▶ Work instructions: Every line from the one containing "the dry stone" to the final line of the material below must be reproduced exactly; leave out all other lines.

▶ Source data:
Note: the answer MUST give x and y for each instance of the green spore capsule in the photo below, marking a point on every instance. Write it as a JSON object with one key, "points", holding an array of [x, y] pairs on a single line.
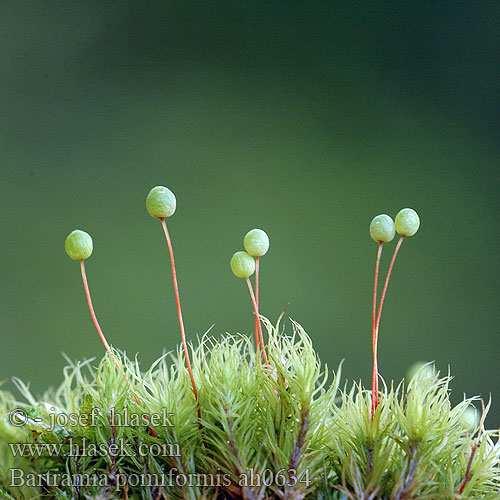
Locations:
{"points": [[78, 245], [382, 228], [470, 418], [242, 265], [425, 371], [407, 222], [161, 202], [256, 242]]}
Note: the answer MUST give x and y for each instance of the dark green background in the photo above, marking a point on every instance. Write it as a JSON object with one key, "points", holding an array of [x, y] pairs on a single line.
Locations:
{"points": [[303, 118]]}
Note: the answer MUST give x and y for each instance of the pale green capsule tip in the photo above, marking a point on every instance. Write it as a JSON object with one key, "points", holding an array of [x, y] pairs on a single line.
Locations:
{"points": [[161, 202], [407, 222], [78, 245], [256, 242], [242, 265], [423, 370], [382, 228], [470, 418]]}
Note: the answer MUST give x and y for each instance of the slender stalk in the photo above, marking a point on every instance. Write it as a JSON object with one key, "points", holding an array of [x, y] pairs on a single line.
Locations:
{"points": [[93, 316], [257, 316], [374, 333], [175, 286], [377, 323], [386, 283], [468, 470]]}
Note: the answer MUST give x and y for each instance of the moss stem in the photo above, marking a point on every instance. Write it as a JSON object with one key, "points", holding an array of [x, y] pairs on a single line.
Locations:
{"points": [[258, 333], [93, 316], [374, 333], [178, 307], [377, 322]]}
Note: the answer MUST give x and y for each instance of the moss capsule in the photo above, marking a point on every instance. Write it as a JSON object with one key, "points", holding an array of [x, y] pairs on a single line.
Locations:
{"points": [[78, 245], [242, 265], [256, 242], [161, 202], [407, 222], [382, 228]]}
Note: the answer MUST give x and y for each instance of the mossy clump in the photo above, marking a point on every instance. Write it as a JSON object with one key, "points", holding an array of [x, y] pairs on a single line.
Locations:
{"points": [[287, 429]]}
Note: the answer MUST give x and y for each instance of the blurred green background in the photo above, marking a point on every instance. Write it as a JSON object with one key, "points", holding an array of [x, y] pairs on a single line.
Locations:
{"points": [[303, 118]]}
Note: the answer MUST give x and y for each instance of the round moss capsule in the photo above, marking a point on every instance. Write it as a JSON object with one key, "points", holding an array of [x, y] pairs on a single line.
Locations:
{"points": [[161, 202], [242, 265], [425, 371], [256, 242], [470, 418], [78, 245], [407, 222], [382, 228]]}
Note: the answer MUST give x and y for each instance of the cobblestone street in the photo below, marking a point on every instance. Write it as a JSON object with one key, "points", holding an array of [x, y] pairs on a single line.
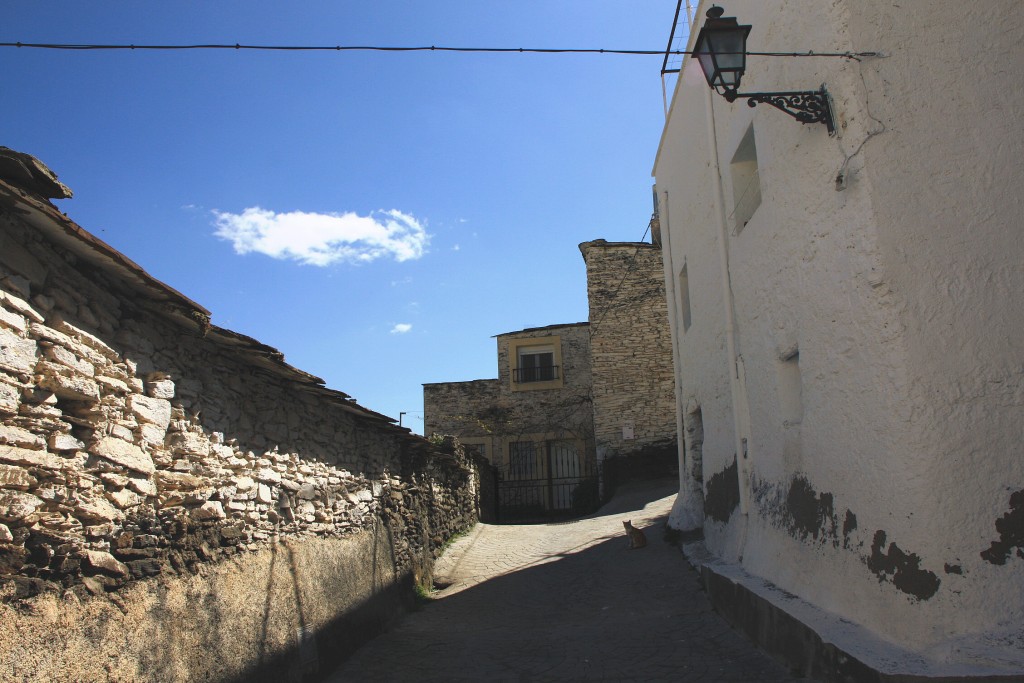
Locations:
{"points": [[566, 602]]}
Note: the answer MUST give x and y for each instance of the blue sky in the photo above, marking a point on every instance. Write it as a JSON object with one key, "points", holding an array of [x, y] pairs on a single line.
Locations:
{"points": [[375, 216]]}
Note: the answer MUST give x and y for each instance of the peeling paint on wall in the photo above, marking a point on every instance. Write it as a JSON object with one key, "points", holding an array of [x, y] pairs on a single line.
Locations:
{"points": [[1011, 528], [849, 526], [902, 568], [806, 513], [810, 513], [722, 496]]}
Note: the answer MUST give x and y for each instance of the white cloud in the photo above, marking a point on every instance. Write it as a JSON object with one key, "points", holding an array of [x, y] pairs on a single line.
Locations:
{"points": [[322, 239]]}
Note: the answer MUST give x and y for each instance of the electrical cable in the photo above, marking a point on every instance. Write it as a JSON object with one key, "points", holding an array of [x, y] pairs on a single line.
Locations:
{"points": [[380, 48]]}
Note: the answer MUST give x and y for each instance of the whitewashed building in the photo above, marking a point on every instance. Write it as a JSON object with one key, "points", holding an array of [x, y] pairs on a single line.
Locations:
{"points": [[848, 329]]}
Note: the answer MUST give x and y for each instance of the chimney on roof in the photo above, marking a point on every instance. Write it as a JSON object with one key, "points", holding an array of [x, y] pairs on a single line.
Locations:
{"points": [[29, 173]]}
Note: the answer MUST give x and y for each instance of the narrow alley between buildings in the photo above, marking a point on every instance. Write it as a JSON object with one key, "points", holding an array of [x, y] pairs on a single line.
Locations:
{"points": [[566, 602]]}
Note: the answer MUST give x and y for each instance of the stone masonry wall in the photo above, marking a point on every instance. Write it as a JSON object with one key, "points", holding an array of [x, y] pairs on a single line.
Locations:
{"points": [[489, 410], [631, 349], [146, 455]]}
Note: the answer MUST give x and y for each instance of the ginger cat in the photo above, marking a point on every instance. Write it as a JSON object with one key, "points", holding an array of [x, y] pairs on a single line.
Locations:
{"points": [[636, 537]]}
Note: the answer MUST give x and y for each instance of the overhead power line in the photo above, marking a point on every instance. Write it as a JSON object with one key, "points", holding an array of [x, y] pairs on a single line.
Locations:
{"points": [[381, 48]]}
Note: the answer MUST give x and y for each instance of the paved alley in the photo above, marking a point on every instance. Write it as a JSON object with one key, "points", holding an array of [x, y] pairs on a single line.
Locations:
{"points": [[566, 602]]}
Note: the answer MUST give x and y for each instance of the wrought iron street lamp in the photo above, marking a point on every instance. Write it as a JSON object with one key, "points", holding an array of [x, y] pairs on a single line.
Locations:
{"points": [[721, 51]]}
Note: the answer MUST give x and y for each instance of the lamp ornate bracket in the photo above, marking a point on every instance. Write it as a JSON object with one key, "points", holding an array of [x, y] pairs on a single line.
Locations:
{"points": [[807, 107]]}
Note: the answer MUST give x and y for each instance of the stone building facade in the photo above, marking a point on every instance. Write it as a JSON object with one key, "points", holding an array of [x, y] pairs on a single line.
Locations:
{"points": [[536, 420], [847, 316], [633, 389], [610, 390], [170, 487]]}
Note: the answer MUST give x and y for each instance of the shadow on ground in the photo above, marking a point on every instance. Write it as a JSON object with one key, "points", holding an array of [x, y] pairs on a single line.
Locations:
{"points": [[603, 612]]}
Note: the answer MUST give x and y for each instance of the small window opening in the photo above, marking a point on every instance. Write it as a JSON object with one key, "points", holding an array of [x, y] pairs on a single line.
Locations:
{"points": [[684, 298], [791, 390], [745, 180]]}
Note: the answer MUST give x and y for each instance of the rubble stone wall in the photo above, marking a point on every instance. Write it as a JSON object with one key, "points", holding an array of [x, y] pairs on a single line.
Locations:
{"points": [[171, 485], [493, 414], [631, 349]]}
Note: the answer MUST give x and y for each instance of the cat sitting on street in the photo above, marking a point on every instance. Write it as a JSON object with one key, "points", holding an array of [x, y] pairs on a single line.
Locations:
{"points": [[636, 537]]}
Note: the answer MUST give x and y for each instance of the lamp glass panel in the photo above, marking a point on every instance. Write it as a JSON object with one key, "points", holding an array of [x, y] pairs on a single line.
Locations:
{"points": [[728, 47]]}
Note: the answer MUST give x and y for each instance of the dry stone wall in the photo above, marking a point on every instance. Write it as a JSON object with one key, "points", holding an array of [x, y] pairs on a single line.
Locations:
{"points": [[138, 442]]}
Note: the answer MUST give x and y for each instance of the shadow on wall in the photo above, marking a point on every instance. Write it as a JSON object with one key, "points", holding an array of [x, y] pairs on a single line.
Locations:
{"points": [[296, 624]]}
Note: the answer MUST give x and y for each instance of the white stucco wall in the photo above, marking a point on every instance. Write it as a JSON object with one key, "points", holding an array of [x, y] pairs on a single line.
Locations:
{"points": [[901, 287]]}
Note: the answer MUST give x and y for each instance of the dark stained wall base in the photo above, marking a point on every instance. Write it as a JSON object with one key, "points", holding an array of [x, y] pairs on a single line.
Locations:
{"points": [[796, 643]]}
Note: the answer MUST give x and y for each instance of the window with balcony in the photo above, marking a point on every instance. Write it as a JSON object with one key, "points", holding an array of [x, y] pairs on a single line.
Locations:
{"points": [[537, 364]]}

▶ Reply to the task:
Note: the answer MUST give x and y for each instance of the dry stone wall in the photo above, marking a point on every instance. Write it as a JSON object with one key, "points", holding an array of [x, y] pairs on a single line.
Locations:
{"points": [[138, 442]]}
Note: the answer MUST give x and y for each instance of the shadow on wall in the photo above, marking a point on every instance. Write it as a JSON object with one key, "points", holding an array of [x, y] pairs on a single line.
Locations:
{"points": [[296, 624]]}
Note: the answer MUST give x and y for each instance of the white stucco wall in the photo above, marking a point on every instance. Write it as a JSON object with one key, "points", holding an array of [x, y] pairs on a single line.
Locations:
{"points": [[901, 287]]}
Note: the answer MUST give x and y for each instance of the dark stained wall base in the photo above, marking a point on every instance. Write it as a JSON object with one key, "points", holding an array of [x, y] pairs on a single line.
Locations:
{"points": [[796, 643]]}
Note: the answer MUST give x and y for each instance of the window with balcony in the photo above, marking a point on every instance. Write it as a JSON object with one key, "points", holding an array of [x, y] pairs on a single line.
Locations:
{"points": [[537, 364]]}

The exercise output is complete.